» TASK
Output the records below as a Markdown table with two columns, Row and Line, numbering each line in order and omitting any blank lines.

» INPUT RECORDS
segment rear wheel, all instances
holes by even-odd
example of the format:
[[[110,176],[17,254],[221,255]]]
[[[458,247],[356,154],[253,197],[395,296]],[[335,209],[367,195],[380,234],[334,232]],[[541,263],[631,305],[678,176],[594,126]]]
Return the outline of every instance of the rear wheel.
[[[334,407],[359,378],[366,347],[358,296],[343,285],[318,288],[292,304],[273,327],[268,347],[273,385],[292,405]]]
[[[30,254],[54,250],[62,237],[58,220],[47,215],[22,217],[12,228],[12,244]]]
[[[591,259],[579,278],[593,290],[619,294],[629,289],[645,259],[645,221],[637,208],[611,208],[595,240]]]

» TASK ANSWER
| Row | Line |
|---|---|
| 1 | segment rear wheel, all instances |
| 2 | holes by even-odd |
| 3 | example of the format: |
| 4 | [[[110,176],[17,254],[221,255]]] |
| 5 | [[[458,247],[356,154],[253,197],[395,296]],[[335,209],[367,195],[380,234],[334,232]],[[541,263],[631,305],[678,176],[594,126]]] |
| 6 | Return the outline of every instance of the rear wheel. |
| 7 | [[[334,407],[359,378],[366,347],[358,296],[343,285],[318,288],[292,304],[273,327],[268,347],[273,385],[292,405]]] |
| 8 | [[[30,254],[54,250],[62,237],[58,220],[47,215],[22,217],[12,228],[12,244]]] |
| 9 | [[[591,259],[579,278],[593,290],[619,294],[629,289],[645,259],[645,221],[637,208],[611,208],[595,240]]] |